_STATED PROBLEM_. Your task is to retype each line of the data below exactly.

_INPUT FOR THIS TASK_.
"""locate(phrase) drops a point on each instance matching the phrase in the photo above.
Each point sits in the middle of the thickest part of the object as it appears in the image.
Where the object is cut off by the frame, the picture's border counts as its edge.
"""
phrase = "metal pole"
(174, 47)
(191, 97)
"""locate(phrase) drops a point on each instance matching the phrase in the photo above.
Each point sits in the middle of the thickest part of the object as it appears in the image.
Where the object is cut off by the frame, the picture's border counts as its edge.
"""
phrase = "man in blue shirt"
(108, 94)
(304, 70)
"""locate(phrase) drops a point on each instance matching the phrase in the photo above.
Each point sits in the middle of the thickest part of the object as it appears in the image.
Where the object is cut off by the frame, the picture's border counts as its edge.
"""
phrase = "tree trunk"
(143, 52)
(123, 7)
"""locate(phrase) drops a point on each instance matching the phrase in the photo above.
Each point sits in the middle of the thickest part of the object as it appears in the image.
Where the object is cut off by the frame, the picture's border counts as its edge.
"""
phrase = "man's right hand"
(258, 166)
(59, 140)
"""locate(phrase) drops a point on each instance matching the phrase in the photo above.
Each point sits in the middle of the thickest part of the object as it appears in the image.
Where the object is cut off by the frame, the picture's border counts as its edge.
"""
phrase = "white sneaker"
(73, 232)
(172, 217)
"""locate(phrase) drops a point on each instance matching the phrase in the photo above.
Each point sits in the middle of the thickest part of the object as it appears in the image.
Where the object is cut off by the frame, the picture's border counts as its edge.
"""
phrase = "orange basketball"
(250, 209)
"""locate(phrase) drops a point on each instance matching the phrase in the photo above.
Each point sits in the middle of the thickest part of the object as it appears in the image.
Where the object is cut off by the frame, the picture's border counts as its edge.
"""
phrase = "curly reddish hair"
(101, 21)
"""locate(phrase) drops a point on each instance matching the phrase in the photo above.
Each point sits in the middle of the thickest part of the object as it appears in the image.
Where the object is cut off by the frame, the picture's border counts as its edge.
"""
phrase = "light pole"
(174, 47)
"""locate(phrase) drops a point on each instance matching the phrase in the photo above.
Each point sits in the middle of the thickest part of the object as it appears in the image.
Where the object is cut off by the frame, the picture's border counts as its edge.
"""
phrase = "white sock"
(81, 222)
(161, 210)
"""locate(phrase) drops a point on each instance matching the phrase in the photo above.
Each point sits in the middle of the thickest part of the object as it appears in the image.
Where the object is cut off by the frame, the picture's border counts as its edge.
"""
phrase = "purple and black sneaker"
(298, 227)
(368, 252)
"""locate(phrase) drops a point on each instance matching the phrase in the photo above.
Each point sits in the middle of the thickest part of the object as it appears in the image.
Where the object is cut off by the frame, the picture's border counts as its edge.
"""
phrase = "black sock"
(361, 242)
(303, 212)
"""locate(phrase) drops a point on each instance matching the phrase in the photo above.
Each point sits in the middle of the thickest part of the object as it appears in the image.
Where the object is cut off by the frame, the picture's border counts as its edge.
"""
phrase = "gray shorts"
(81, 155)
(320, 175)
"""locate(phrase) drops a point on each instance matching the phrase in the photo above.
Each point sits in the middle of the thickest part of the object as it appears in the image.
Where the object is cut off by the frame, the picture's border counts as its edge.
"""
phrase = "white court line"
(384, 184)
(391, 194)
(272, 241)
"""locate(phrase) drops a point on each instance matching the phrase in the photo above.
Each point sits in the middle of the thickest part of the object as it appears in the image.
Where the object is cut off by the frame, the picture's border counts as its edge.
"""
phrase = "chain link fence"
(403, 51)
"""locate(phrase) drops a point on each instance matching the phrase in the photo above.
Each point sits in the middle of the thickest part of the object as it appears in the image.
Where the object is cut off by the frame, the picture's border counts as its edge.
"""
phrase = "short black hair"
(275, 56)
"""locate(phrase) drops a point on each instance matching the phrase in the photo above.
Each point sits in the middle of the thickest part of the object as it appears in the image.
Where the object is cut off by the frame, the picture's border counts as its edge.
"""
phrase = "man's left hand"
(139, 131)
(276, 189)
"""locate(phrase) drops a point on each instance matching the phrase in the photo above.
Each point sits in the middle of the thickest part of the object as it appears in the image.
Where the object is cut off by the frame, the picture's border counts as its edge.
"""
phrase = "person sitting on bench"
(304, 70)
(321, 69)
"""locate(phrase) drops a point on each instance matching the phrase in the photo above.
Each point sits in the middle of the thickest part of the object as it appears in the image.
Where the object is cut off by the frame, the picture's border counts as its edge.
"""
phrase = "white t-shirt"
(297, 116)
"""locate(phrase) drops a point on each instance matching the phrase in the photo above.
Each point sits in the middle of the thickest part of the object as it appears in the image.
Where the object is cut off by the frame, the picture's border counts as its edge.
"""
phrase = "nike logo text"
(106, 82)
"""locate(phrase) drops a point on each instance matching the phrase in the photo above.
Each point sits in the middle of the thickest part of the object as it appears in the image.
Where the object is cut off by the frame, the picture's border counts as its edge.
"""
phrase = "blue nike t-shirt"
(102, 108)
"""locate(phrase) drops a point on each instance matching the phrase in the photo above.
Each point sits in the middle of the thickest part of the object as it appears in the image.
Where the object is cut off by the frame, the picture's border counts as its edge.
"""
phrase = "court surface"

_SOLVED EXERCISE_.
"""locate(phrase) drops a point on each instance matching the phrase in the photo above.
Each point sits in the middle of the thickest part of the object as it appears in the image.
Where the object is cut off by the frame, the picture's border counts as its edge.
"""
phrase = "metal pole"
(174, 47)
(191, 97)
"""locate(phrase) drops a point on each instance matching the phrase in the photo above.
Each point sits in the middle of the thickest part of the object as it appears in the image.
Where the object is cut off by the frame, the picture's border counts as its edge.
"""
phrase = "man in blue shirt"
(108, 94)
(304, 70)
"""locate(phrase) drops a point on each instance matching the phrase in the photo above.
Each point sits in the middle of the thickest part of the object as it appears in the image.
Where the object is cut off by the frame, the picture's border counts as its edge.
"""
phrase = "tree trunk"
(143, 52)
(123, 7)
"""locate(phrase) drops a point on each instance matching the phrase in the photo above.
Each point sits in the middle of the thickest part of the object as it appears in the image.
Where the object is cut off by the frame, the picture's border counts as its edge.
"""
phrase = "man's right hand"
(258, 166)
(59, 140)
"""locate(phrase) drops a point on each instance matching the phrase in the photo above.
Each point sits in the middle of the thickest part of the object as it appears in the image.
Where the object is cut off by the frame, the picture's border counts as its edge.
"""
phrase = "white sneaker"
(73, 232)
(172, 217)
"""locate(phrase) drops a point on each instance matching the phrase in the photo above.
Each point sits in the middle of the thickest part of the object as it appears in the image.
Where the object is cut off by the frame, the picture's border counts as its edge.
"""
phrase = "orange basketball"
(250, 209)
"""locate(phrase) drops a point on each instance matching the phrase in the photo above.
Each point sits in the middle of the thickest part of the object as it appears in the image.
Where the object is cut off by the frame, the picture's border counts as its edge.
"""
phrase = "curly reddish hair"
(101, 21)
"""locate(phrase) drops a point on each instance matching the phrase in the photo above.
Each point sits in the middle of the thickest part of the object as it appears in the image.
Where the object is cut off by the frame, the picture's border counts as its edge.
"""
phrase = "light pole"
(174, 47)
"""locate(phrase) drops a point on each instance matching the phrase in the photo above.
Each point sits in the middle of the thickest part of the object as it appears in the image.
Where the object is cut off by the frame, the picture's border counts as its edge.
"""
phrase = "white sock"
(81, 222)
(161, 210)
"""locate(phrase) drops a point on each instance matching the phrase in the photo above.
Each point sits in the middle of the thickest part of the object as it appears in the image.
Where the object is cut off by the frame, the picture's border counts as its edge.
"""
phrase = "purple and black sneaker"
(298, 227)
(368, 252)
"""locate(phrase) drops a point on each instance matching the phrase in the photo above.
Each point sits in the middle of the thickest part of the object as it appears in the image.
Where the object is cut off by the frame, the picture's border counts as its edge.
"""
phrase = "black sock"
(361, 242)
(303, 212)
"""locate(phrase) drops a point on each instance matching the phrase in the photo above.
Each point sits in the middle of the thickest part of the object as it appears in the image.
Where the object is cut off by the frame, the picture's border counts as its edge.
"""
phrase = "gray shorts"
(81, 155)
(320, 175)
"""locate(phrase) drops a point on each instance matching the phrase in the photo above.
Each point sits in the middle of the thickest part of the object as it appears in the image.
Where the object is cut off by the frame, the picture's border counts as its edge.
"""
phrase = "white court line"
(384, 184)
(391, 194)
(272, 241)
"""locate(phrase) drops a point on each instance matching the phrase in the photo above.
Each point sits in the middle of the thickest part of the object as it appears in the image.
Where the object is cut off by the frame, the picture's border counts as its edge.
"""
phrase = "chain link fence"
(403, 51)
"""locate(phrase) drops a point on each instance matching the phrase in the photo above.
Each point sits in the middle of the thickest part of the object as it appears in the image.
Where the object is cut off by the frame, the picture's border counts as its edge.
"""
phrase = "short black hair"
(275, 56)
"""locate(phrase) drops a point on each instance matching the phrase in the photo above.
Each point sits in the middle of the thickest part of the object as it appears in the image.
Where the object is cut off by the frame, the picture's border counts as its edge.
"""
phrase = "man's left hand"
(139, 131)
(276, 189)
"""locate(phrase) drops a point on each instance matching the phrase in the photo above.
Each point sits in the middle of the thickest part of the object as it appears in the image.
Where the object is cut off by the frame, the picture's border counts as its edge.
"""
phrase = "person sitting on bench"
(304, 70)
(321, 69)
"""locate(phrase) drops a point on each instance matching the phrase in the photo above.
Each point sits in the middle of the thickest part of the object as it appears in the image.
Where the object is cut off by the frame, the picture's border counts as its edge.
"""
phrase = "white t-shirt"
(297, 116)
"""locate(phrase) drops a point on each instance matching the phrase in the photo above.
Each point sits in the middle of the thickest part of the object as it appears in the image.
Where the object is cut off by the frame, the picture's border counts as its edge.
"""
phrase = "nike logo text"
(106, 82)
"""locate(phrase) drops a point on each instance matching the phrase in the photo above.
Each point sits in the middle of the thickest part of the object as it appears in the image.
Where the object is cut off by the frame, the picture's border counts as its edge.
"""
phrase = "blue nike t-shirt"
(102, 108)
"""locate(phrase) drops a point on each instance matching the phrase in the photo above.
Each point sits in the middle of the thickest part of the object as it appears in the image.
Where the object is cut off by the frame, the picture's border counts as its edge.
"""
phrase = "court surface"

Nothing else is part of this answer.